TEXT –
========================================================================

People often disagree with my posts, and some do it in the comments section.
This promotes healthy debate and discourse. As long as people stay civil with each other, they can post whatever they like, including insulting me. I've only had to kick a few people out over the years, after giving them multiple chances to cool off.
One of the wonderful things about the Internet is the ability for people to engage with different viewpoints and test each others' arguments.
I don't know Lilith Saintcrow. She's a writer with Hachette, and has just blogged about this situation. She's wrong, which is fine. Normally that wouldn't irk me. But in her comments section, she's disemvoweling people who disagree with her (it's a cute form of censuring where all the vowels are removed from the comment).
So now I'm going to bring the debate here, to A Newbie's Guide, by explaining in detail how wrong Lili Saintcrow is. Normally I don't take my peers to task like this, but I really dislike the way Lili is handling dissenters on her blog. She's deliberately obstructing what could have been a healthy debate.
No offense intended, Lili. I'm sure you're a wonderful person and a wonderful writer. And I do understand how you are frustrated at this situation. Your sales are suffering, and it is beyond your control, so naturally you want to place blame and voice your discontent.
But I believe you aren't looking at the big picture, and cutting off comments on your blog isn't how you, or anyone following you, can use this situation as a learning experience.
Lili's post is entitled How "Amazon" Means "Less Books For You."
Lili: Dear Readers, let me tell you about my editor.
I have been with my editor at Orbit–Devi Pillai, who Anya Devi in the Kismet books was loosely based on–for over a decade now. She shepherded me through the Valentine series, consoled me through the end of Heaven’s Spite, took a chance on the Damnation Affair, and loved a certain hedgewitch Queen so much she kept asking about it for years until she could finally buy it. She remains an editor I trust implicitly. When she sticks to her guns and insists, I generally rethink my position and trust she’s right, and (far less often, because I rarely dig my heels in unless it’s Important) vice versa. She understands my working style, leaves me the freedom I need while ensuring I get the support I often don’t know I need to turn in my best work.
Joe sez: Ok, we get it. You and your editor have a wonderful bramance going on (Get it? It's the opposite of bromance with bra = female.)
I'm sure she's excellent. She'd better be, because she and Hachette are getting 75% of net ebook royalties, and you--the one who wrote the books--only get 25%.
Lili: Not only that, but she advocates for me tirelessly in editorial and marketing meetings. She fights for my books, she fights to bring my books to you. She is everything an editor should be, and it’s largely because of her faith in me that I can write full-time and pay my mortgage.
Joe sez: Because when we're at the mercy of a giant, soul-sucking organization like Hachette (full disclosure, they published my book Afraid), we need an insider to fight for our books, or else they won't do well.
That seems... terrible.
Lili: She works for Orbit. Orbit is a part of Hachette. Amazon, the behemoth that undercut its competitors and has become not the only, but the biggest game in town, wants more money out of Hachette. So, Amazon has removed the preorder buttons on Hachette books. Including the last Bannon & Clare book, The Ripper Affair.

========================================================================

ENTRIES PROVIDED –
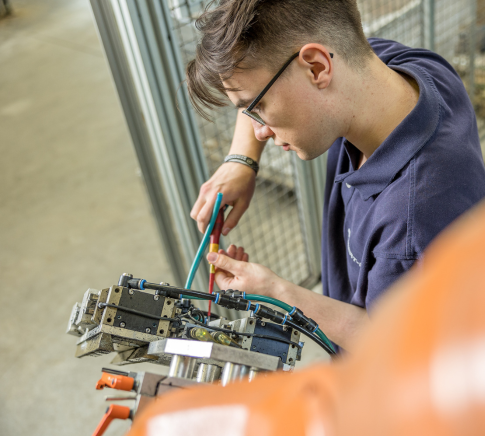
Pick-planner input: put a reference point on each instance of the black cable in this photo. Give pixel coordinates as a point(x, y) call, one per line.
point(311, 336)
point(179, 291)
point(137, 312)
point(256, 335)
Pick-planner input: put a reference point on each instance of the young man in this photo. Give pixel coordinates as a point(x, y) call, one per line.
point(404, 154)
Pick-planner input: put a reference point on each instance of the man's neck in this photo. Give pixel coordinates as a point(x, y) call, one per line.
point(382, 99)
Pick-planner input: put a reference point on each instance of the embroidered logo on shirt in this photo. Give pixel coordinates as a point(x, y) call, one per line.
point(350, 252)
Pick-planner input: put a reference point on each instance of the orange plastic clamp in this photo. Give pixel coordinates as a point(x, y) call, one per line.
point(114, 412)
point(120, 382)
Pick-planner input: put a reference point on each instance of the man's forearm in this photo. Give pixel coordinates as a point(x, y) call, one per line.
point(244, 142)
point(341, 322)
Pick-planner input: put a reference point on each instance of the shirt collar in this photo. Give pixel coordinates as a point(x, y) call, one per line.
point(403, 143)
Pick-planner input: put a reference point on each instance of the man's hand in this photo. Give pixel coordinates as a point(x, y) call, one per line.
point(237, 183)
point(233, 271)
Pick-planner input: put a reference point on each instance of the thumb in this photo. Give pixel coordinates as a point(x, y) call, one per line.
point(224, 262)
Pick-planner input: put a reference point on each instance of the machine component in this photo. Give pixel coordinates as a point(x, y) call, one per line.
point(148, 322)
point(114, 411)
point(122, 319)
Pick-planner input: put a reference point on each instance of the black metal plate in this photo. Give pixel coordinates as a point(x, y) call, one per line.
point(144, 303)
point(269, 346)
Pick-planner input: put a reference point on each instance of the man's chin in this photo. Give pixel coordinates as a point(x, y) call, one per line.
point(303, 155)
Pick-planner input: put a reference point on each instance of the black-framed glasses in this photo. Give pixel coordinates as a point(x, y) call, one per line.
point(249, 110)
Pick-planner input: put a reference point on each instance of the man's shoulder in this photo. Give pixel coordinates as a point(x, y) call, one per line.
point(395, 54)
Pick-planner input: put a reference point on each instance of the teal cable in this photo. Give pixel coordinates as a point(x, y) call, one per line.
point(288, 308)
point(269, 300)
point(324, 338)
point(204, 243)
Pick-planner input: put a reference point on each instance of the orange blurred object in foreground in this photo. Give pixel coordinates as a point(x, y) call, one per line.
point(418, 370)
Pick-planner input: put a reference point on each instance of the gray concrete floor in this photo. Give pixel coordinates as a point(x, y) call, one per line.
point(68, 170)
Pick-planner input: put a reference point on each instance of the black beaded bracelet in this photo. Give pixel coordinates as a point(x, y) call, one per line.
point(239, 158)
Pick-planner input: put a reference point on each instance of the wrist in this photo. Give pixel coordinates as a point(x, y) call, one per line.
point(279, 290)
point(243, 160)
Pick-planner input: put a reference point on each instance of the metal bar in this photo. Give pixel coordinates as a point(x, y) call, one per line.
point(473, 49)
point(109, 33)
point(428, 26)
point(308, 176)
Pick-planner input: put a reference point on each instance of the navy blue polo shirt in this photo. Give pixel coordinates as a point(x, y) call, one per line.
point(378, 219)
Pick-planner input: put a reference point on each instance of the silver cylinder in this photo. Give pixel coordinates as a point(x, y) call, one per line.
point(233, 372)
point(208, 373)
point(182, 366)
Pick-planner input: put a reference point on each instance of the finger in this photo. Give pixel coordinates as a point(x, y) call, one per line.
point(239, 254)
point(234, 217)
point(196, 208)
point(226, 263)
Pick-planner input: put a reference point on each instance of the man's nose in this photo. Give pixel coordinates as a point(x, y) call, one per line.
point(262, 133)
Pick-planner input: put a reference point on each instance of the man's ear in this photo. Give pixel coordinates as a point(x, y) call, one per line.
point(318, 62)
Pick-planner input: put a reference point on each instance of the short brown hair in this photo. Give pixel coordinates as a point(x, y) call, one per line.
point(267, 32)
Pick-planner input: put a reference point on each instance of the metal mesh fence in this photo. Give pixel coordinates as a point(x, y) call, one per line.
point(455, 29)
point(271, 230)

========================================================================

CHALLENGES –
1) Copy the blog post from the words "One of the wonderful" through "a healthy debate.", substituting "a large publisher" for "Hachette".
2) Shorten the paragraph of the blog post that begins "I have been with my editor at Orbit" while keeping its main facts.
3) According to Joe in the blog post, what share of net ebook royalties does the author get?
None of the material is needed here.

PER-TASK OUTPUTS –
1)
One of the wonderful things about the Internet is the ability for people to engage with different viewpoints and test each others' arguments.
I don't know Lilith Saintcrow. She's a writer with a large publisher, and has just blogged about this situation. She's wrong, which is fine. Normally that wouldn't irk me. But in her comments section, she's disemvoweling people who disagree with her (it's a cute form of censuring where all the vowels are removed from the comment).
So now I'm going to bring the debate here, to A Newbie's Guide, by explaining in detail how wrong Lili Saintcrow is. Normally I don't take my peers to task like this, but I really dislike the way Lili is handling dissenters on her blog. She's deliberately obstructing what could have been a healthy debate.

2) For over a decade, Lili has worked with her Orbit editor, Devi Pillai, who loosely inspired Anya Devi in the Kismet books. Pillai guided her through the Valentine series and consoled her through the end of Heaven's Spite. She took a chance on the Damnation Affair and kept asking about a hedgewitch Queen for years until she could buy it. Lili trusts her completely, and when either one insists on a point, the other usually reconsiders. Pillai understands Lili's working style and gives her both freedom and support.

3) 25%